### TASK DIRECTIONS:
Please reproduce the stretch of the Happy-Go-Lucky review from "The push and" through "go it alone." word for word.

### READING TEXT:

More about Happy-Go-Lucky
The Upside of Seeing the Bright Side
By Manohla Dargis
New York Times
Excerpt
October 10, 2008
If you know the British filmmaker Mike Leigh's work - early and later titles like "Bleak Moments," "Naked" and "Vera Drake" - you may find yourself watching his most recent movie, "Happy-Go-Lucky," with mounting unease, a tinge of dread. Despite the extraordinary human parade that has passed in front of his lens, laughing and raging, yearning for love and asking for cuddles, Mr. Leigh has never been an artist for whom happy (word or idea) has been an easy fit. Life is sweet, as the title of another of his films puts it with a heart-swelling yes, but it's also an eternal fight against doom and gloom, the soul-crushing no.
The push and pull between yes and no animates all of his work, investing it with narrative tension and a sense of artistic purpose that is, whether overtly articulated or not, also insistently, vigorously left-leaning. The hard-working and often besieged characters who populate his stories live in worlds partly defined, if not wholly circumscribed, by ideology and the state. Nobody mounts a soapbox or whistles "The Internationale" in "Happy-Go-Lucky," but the film is so closely tuned to the pulse of communal life, to the rhythms of how people work, play and struggle together, it captures the larger picture along with the smaller. Like Poppy, the bright focus of this expansive, moving film, Mr. Leigh isn't one to go it alone.

### RECORD EXTRACTS:
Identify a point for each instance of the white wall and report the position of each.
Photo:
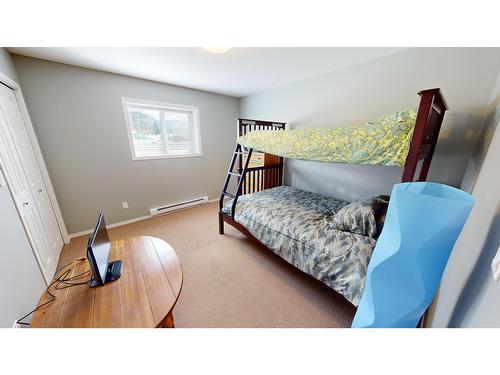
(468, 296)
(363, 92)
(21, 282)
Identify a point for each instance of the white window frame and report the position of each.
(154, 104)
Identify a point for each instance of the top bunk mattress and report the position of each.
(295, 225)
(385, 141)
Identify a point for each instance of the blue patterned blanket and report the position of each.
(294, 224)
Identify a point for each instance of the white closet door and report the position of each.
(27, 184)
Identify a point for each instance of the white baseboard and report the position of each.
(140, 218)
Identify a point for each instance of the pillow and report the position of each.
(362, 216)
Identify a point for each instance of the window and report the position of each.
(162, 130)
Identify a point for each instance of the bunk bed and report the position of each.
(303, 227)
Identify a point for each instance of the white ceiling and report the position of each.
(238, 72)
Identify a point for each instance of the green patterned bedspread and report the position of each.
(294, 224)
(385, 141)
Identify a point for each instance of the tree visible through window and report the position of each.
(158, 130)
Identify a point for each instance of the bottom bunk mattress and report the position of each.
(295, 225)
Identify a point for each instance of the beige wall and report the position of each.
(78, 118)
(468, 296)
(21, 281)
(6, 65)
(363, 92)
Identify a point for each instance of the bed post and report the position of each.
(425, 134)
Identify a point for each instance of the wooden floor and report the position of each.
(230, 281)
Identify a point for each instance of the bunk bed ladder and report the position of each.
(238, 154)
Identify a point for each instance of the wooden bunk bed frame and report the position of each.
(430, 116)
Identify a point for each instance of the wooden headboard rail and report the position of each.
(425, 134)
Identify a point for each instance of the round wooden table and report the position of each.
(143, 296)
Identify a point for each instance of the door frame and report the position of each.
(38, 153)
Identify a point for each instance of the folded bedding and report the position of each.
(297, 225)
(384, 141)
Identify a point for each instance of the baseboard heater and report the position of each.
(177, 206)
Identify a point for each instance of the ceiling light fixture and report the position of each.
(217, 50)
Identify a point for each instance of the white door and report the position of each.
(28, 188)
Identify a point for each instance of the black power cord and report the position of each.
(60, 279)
* * *
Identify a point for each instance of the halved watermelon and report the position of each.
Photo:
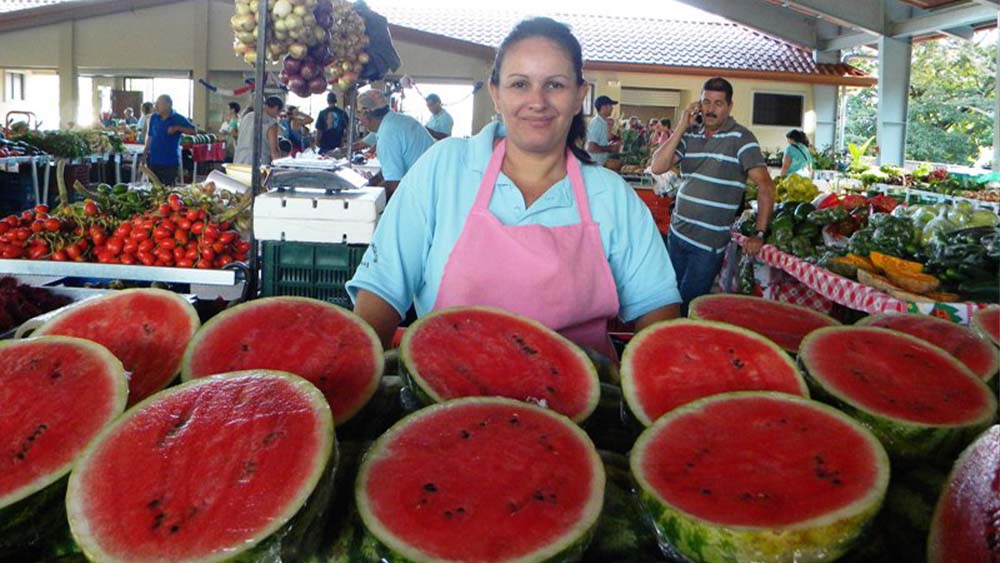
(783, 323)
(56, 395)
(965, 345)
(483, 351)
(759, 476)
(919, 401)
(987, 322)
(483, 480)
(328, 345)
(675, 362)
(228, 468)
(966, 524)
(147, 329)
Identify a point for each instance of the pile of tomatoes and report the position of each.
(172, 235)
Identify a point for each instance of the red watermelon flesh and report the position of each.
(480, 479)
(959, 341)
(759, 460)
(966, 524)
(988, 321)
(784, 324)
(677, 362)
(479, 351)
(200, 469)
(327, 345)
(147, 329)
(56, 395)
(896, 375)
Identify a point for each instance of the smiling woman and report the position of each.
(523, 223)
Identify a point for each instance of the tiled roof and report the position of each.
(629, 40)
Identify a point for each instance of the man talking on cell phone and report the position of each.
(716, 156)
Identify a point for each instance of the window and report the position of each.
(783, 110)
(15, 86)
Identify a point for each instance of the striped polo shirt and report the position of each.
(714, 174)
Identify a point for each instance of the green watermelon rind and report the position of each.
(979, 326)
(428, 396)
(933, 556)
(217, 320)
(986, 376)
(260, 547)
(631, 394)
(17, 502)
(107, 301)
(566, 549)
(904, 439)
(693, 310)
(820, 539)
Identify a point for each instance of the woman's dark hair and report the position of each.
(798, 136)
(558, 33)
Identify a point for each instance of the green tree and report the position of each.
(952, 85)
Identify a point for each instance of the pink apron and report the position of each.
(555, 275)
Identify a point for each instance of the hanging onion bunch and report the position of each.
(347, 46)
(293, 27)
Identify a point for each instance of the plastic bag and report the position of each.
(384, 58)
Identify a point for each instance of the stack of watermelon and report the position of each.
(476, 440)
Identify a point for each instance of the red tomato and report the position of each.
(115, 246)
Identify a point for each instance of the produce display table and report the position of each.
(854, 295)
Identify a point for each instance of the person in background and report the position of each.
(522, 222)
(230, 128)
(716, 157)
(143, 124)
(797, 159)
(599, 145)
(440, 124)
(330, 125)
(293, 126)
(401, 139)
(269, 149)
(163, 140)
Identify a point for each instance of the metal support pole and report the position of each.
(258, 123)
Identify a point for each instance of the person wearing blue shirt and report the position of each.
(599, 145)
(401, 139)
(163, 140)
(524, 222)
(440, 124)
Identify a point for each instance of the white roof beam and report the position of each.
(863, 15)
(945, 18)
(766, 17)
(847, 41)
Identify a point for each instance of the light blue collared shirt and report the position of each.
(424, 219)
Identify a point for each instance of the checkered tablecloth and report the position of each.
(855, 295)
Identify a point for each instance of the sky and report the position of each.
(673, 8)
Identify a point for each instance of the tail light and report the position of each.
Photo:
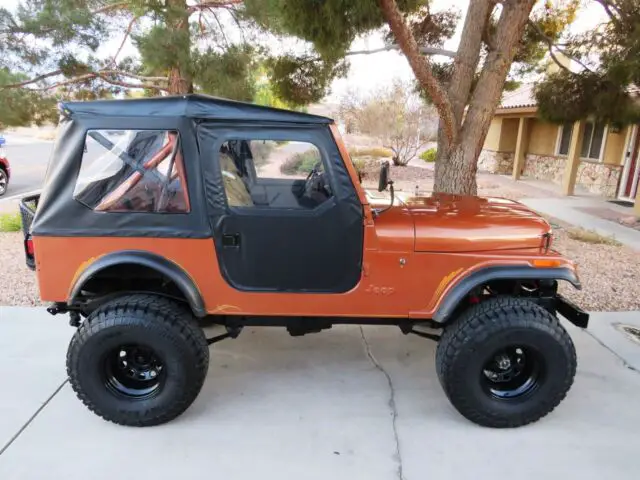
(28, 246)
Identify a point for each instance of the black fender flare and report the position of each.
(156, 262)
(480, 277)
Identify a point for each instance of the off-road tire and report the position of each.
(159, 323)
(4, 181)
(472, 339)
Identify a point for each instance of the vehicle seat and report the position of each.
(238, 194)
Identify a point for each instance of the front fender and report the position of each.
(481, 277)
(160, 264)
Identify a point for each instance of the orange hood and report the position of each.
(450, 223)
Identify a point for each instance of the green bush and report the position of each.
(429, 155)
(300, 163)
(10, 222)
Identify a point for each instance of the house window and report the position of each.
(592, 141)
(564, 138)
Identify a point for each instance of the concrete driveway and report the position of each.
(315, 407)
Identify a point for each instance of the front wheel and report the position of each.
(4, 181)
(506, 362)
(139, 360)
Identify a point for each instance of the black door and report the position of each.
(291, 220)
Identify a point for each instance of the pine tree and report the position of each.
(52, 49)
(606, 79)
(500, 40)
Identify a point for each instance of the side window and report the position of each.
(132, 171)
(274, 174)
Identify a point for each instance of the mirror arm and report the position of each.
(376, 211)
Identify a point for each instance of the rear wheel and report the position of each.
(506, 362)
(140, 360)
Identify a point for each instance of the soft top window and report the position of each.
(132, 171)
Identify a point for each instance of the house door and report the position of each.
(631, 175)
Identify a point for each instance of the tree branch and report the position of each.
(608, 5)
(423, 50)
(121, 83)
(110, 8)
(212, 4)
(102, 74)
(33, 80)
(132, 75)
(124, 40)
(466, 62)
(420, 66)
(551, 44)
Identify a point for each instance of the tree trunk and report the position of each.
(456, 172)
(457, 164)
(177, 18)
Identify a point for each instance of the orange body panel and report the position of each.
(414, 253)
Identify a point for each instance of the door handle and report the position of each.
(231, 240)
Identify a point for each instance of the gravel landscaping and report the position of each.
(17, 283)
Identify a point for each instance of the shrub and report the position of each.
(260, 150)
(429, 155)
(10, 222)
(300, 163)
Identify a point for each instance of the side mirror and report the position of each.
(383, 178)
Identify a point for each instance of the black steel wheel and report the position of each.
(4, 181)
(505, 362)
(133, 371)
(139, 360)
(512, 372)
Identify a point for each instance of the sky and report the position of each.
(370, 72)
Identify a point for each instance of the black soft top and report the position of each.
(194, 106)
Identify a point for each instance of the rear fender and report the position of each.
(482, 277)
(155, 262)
==
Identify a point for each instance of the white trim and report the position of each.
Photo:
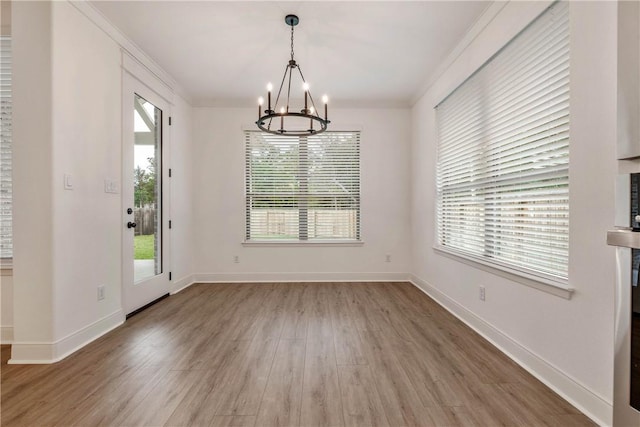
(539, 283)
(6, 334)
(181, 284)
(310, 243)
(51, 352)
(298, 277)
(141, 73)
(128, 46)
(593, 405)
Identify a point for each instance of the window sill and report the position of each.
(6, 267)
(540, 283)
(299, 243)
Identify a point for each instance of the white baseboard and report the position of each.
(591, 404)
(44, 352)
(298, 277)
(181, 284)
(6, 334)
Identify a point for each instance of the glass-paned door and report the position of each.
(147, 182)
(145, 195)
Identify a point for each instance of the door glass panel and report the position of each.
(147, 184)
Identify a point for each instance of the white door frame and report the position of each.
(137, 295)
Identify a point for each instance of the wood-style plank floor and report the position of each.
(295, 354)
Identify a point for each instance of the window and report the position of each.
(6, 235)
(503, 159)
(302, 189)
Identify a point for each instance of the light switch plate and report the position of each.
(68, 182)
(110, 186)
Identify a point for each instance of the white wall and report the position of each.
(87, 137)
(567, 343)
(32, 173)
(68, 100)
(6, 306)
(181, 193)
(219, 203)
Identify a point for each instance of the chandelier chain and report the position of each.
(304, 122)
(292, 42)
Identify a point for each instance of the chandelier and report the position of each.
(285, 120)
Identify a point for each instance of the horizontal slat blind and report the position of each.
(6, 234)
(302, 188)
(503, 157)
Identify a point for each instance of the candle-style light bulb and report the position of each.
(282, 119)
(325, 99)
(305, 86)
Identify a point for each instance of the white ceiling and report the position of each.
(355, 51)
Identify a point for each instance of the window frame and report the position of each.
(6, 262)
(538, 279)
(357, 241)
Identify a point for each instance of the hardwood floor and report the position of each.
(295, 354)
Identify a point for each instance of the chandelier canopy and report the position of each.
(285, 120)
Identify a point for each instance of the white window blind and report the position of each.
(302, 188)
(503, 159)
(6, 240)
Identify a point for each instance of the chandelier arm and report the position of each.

### EXPECTED ANSWER:
The push and pull between yes and no animates all of his work, investing it with narrative tension and a sense of artistic purpose that is, whether overtly articulated or not, also insistently, vigorously left-leaning. The hard-working and often besieged characters who populate his stories live in worlds partly defined, if not wholly circumscribed, by ideology and the state. Nobody mounts a soapbox or whistles "The Internationale" in "Happy-Go-Lucky," but the film is so closely tuned to the pulse of communal life, to the rhythms of how people work, play and struggle together, it captures the larger picture along with the smaller. Like Poppy, the bright focus of this expansive, moving film, Mr. Leigh isn't one to go it alone.